On 9/13/06, [EMAIL PROTECTED] <[EMAIL PROTECTED]> wrote:
> There is a continuum from subsidies to taxes and the final level can
> depend on more than one factor. I don't see a problem with governments
> saying that CO2 exactly offsets the benefits of coal (or nearly enough
> so, administration costs mean that 0 is the appropriate rate even when
> the offsetting yields a value slightly above or below 0).
The problem is not that 0 is excluded a priori. The problem is that 0
is bad policy once we consider the actual evidence.
>From the climate change and ocean chemistry points of view, a ton of
carbon is a ton of carbon; hence the environmental costs are
equivalent. On the short-run geopolitical calculus, you argue, I
think, that coal is preferable because it is plentiful (and hence
available in sufficient quantities from more stable and mature
countries). In the long run, though, coal is the far greater threat
for exactly the same reason, its abundance. If we tax other fossil
fuels relative to coal we encourage building infrastructure that
depends upon coal, making it even harder to move away from it.

Stored items from a collection
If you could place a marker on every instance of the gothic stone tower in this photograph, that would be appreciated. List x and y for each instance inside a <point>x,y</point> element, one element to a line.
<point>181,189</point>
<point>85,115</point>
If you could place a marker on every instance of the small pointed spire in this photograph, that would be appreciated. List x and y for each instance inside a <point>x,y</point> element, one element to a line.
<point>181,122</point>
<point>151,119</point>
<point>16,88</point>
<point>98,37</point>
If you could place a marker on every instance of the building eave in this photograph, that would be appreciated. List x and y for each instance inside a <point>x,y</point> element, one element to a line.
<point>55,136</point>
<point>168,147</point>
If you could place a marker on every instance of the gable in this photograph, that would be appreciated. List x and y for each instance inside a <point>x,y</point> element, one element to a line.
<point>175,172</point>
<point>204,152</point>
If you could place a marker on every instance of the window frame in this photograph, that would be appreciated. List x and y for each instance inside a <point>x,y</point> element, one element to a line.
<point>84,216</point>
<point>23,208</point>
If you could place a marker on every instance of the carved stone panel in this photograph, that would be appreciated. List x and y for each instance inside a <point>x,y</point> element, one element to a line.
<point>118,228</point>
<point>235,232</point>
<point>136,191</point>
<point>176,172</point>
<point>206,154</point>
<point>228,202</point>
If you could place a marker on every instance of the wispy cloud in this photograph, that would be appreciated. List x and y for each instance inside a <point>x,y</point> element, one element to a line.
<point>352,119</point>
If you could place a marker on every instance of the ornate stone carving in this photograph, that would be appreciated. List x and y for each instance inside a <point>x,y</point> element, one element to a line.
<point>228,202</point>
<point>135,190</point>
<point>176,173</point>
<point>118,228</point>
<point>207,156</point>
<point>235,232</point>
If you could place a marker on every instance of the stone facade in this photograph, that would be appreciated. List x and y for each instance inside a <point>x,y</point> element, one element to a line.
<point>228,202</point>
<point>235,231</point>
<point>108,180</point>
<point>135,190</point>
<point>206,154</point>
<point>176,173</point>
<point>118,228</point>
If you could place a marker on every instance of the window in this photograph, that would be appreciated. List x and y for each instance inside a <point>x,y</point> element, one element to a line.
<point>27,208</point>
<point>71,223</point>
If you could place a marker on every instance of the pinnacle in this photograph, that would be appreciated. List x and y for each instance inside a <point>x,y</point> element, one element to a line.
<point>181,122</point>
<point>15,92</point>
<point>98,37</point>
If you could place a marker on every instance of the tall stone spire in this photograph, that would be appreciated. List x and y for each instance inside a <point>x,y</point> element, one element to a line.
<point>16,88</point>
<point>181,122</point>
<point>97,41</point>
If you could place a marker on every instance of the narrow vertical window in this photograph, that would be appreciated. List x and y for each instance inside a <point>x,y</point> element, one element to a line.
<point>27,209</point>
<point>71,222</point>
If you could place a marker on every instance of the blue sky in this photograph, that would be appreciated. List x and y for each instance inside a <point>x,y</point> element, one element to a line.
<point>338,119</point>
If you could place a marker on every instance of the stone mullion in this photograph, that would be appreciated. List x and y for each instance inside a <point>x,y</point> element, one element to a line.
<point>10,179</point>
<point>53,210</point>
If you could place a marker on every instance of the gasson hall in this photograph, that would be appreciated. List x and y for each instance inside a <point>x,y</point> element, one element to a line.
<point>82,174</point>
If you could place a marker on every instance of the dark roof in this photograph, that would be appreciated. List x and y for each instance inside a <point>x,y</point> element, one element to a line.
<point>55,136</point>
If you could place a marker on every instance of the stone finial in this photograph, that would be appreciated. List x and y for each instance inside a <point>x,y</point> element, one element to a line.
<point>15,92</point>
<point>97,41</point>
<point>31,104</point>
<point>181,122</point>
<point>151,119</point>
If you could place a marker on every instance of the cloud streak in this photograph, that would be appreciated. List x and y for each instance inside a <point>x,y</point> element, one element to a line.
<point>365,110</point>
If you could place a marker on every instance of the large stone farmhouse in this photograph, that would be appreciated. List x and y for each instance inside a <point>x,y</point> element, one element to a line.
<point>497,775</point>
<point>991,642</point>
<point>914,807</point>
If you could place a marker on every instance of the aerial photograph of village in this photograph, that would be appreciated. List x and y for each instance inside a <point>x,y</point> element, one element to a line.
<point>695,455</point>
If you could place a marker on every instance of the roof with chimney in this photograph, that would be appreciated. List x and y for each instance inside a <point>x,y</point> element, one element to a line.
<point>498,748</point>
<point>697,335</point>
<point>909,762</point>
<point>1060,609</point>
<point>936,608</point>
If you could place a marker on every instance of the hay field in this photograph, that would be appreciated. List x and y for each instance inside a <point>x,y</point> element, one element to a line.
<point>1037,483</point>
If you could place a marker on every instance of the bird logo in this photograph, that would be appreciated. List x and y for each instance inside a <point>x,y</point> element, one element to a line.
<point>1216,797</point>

__Problems to solve__
1. In the message on coal and carbon taxes, from which two points of view is a ton of carbon said to be a ton of carbon?
2. Using the message on coal and carbon taxes, explain why the writer considers coal the greater threat in the long run.
3. Carry the message on coal and carbon taxes further from its last sentence.

__Outputs in order__
1. From the climate change and ocean chemistry points of view.

2. Coal is the greater long-run threat because of its abundance. Taxing other fossil fuels relative to coal would encourage building infrastructure that depends on coal, which would make it even harder to move away from coal.

3.
But it's coal that provides the bulk of our carbon fuel inventory. A
world in which all the petroleum and methane have been burned over the
next few centuries will be a dramatically changed one, but it may not
be catastrophic. On the other hand, a world in which all the coal has
been consumed on that time scale will likely be disastrous on a scale
that surpasses even a massive exchange of nuclear weapons. We simply
must not dig up all the coal.
In addition, coal provides substantially less energy per ton of CO2.
Perhaps this is redundant: it's why a carbon tax shifts us away from
coal after all. However, in the planetary view, a preference for coal
to petroleum is sheer lunacy, as it yields fewer benefits and more
costs.
You argue for the cost/benefit calculations of individual countries.
This is very like the libertarian fallacy which assumes that the best
policy for the nation is simply the aggregate of the best policy for
individuals. It is very easy to identify important examples where this
is not the case. Similarly, the best policy for the world is not the
aggregate of the best policy of its individual nations. That is
precisely the nut of the problem.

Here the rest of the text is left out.